__Problem__
Pull out every line of the material that contains the word "concrete", copying each one in full. Case counts, so match the word only where its capitalization is the same.

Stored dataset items
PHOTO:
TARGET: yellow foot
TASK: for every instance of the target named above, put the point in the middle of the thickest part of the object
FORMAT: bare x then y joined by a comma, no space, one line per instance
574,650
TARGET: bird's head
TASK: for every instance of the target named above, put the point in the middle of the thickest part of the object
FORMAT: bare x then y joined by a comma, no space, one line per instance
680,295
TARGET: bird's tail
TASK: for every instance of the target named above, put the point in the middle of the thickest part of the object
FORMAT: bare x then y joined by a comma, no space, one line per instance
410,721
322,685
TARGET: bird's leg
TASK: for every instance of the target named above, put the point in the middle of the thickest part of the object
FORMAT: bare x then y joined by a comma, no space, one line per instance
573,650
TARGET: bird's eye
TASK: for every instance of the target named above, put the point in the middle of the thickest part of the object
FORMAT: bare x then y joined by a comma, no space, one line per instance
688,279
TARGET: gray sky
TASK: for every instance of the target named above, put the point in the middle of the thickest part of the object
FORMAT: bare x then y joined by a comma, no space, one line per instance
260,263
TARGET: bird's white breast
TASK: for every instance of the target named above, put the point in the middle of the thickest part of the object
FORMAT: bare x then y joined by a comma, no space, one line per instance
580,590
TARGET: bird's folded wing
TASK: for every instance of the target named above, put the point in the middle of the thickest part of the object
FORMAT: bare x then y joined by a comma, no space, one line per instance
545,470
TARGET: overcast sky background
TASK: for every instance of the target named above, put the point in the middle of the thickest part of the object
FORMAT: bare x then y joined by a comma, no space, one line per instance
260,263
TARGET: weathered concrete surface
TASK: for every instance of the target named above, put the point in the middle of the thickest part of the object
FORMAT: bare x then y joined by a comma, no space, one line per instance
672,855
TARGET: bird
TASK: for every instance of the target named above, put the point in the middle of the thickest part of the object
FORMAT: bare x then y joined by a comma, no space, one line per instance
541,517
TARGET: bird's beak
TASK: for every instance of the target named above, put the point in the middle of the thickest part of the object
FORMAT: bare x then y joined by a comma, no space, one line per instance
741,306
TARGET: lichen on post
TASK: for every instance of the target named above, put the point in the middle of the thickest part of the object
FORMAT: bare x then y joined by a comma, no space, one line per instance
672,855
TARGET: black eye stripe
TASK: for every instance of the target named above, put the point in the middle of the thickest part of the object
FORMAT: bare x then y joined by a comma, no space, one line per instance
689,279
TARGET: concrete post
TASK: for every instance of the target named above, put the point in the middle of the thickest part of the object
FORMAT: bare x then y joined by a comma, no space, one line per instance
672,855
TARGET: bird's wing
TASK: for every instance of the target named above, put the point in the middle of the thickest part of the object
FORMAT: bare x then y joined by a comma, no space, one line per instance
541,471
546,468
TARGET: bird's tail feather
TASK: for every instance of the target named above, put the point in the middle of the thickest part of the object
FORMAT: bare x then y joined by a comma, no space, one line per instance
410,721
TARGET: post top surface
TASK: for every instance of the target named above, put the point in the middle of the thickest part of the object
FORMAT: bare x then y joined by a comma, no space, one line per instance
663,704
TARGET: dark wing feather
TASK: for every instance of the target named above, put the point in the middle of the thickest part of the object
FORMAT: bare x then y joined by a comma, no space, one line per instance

==

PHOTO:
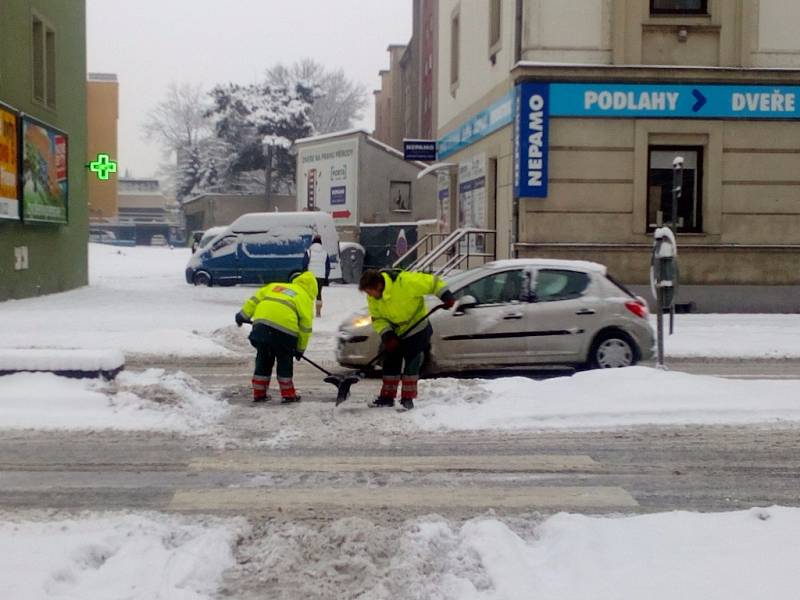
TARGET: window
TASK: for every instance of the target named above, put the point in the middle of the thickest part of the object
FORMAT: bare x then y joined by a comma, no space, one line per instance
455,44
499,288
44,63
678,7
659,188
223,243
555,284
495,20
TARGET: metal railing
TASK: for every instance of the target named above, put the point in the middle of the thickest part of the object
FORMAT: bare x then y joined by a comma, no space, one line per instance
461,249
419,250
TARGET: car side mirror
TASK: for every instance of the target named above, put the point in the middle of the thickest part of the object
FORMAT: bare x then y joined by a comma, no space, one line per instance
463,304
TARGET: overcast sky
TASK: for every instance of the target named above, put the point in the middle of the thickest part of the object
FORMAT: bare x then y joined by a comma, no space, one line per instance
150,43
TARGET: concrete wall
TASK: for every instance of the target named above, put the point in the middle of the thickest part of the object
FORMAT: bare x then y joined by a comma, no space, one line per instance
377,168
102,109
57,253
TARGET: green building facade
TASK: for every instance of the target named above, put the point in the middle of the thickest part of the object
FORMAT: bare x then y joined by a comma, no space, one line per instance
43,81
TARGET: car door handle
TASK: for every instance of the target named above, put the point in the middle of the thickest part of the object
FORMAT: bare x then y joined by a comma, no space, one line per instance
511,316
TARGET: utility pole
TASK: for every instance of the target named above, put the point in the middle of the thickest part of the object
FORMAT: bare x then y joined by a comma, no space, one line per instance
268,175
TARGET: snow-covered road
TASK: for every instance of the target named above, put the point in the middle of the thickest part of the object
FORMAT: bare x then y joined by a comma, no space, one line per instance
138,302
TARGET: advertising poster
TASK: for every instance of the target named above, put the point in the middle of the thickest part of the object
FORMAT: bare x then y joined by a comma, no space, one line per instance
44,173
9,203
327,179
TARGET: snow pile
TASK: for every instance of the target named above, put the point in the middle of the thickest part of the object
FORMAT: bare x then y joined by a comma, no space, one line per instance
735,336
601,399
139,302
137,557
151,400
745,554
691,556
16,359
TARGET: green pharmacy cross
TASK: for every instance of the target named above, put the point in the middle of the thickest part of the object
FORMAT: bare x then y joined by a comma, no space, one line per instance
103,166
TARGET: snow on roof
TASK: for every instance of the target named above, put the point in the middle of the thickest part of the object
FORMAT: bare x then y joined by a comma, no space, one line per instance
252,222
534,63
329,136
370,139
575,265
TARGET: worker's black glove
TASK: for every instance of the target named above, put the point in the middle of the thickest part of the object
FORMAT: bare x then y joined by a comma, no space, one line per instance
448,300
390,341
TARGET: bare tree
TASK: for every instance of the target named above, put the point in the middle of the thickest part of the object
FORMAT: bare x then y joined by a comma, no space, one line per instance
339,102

__Output of the task__
TARGET: weathered concrete surface
TARGET: concrete post
TARGET: concrete wall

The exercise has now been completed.